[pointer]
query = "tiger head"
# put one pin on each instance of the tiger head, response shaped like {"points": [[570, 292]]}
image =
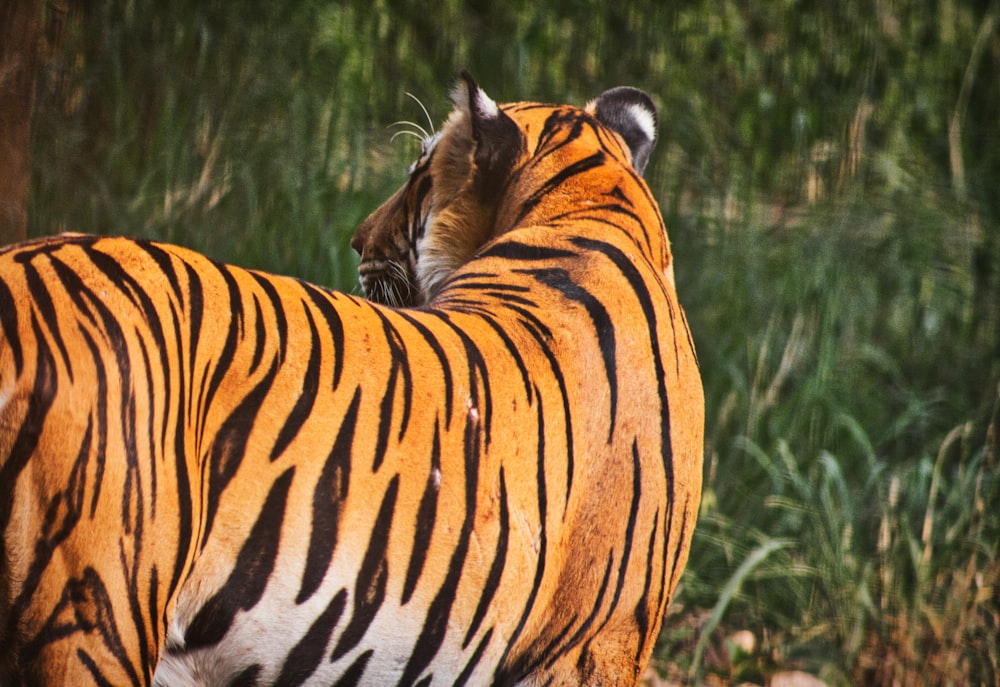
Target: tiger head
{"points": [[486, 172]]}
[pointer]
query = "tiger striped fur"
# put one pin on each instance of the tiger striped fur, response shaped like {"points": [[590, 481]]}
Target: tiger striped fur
__________
> **WORK TO DO**:
Print every one of the records above line for line, without changing any text, and leave the pictures out.

> **EXERCISE RESPONSE**:
[pointer]
query = "tiger head"
# put one pin on each instance of the tiger head, response shaped like {"points": [[570, 292]]}
image =
Target: tiger head
{"points": [[486, 172]]}
[pointer]
query = "tiger striped fur"
# put one pin on each instance of the tiger striped fur, response shaped like {"points": [[590, 481]]}
Target: tiger striped fur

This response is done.